# YOUR GOAL
Locate each line in the records below that contains the word "above", and copy those lines out.

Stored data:

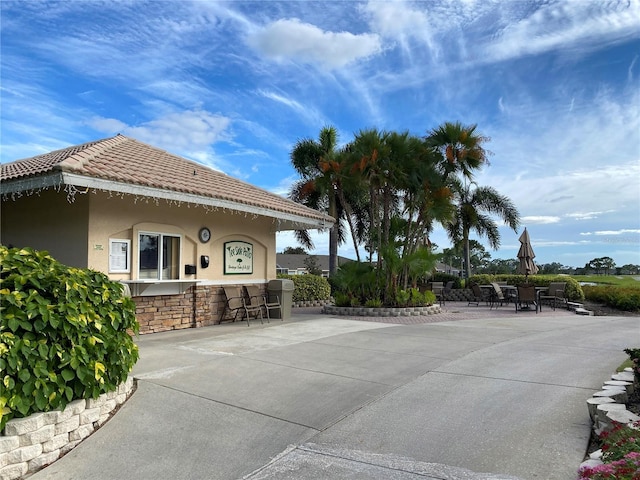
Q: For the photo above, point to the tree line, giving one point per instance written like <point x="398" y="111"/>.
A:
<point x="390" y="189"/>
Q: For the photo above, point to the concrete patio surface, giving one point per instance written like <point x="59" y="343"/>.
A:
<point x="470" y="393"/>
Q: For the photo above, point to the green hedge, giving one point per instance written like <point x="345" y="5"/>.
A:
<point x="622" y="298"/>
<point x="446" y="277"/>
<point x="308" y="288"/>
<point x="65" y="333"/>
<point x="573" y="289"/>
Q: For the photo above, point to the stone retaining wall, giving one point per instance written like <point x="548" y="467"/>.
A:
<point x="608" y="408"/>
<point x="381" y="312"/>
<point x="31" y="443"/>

--

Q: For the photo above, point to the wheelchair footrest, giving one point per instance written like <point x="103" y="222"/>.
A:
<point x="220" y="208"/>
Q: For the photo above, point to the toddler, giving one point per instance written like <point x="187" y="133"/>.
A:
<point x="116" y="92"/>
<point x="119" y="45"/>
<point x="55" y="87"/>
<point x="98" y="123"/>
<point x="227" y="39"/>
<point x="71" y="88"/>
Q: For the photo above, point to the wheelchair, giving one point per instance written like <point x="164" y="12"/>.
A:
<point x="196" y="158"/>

# RIGHT ANSWER
Q: For the photo above, point to the tree line, giving one point per instance written like <point x="398" y="111"/>.
Q: For the photo above, point to the concrete patio surface, giving one point per instance written like <point x="59" y="343"/>.
Q: For the photo above, point to the green hedge, giving one point per instance written like <point x="345" y="5"/>.
Q: For the photo above, point to the stone retaining wall, giving one point per instance written like <point x="548" y="467"/>.
Q: For the photo above, point to the wheelchair footrest, giving one point per instance written like <point x="103" y="222"/>.
Q: For the photo above, point to the toddler, giving one point per instance written like <point x="187" y="133"/>.
Q: For the photo above, point to the wheelchair, giving one point per instance written like <point x="164" y="12"/>.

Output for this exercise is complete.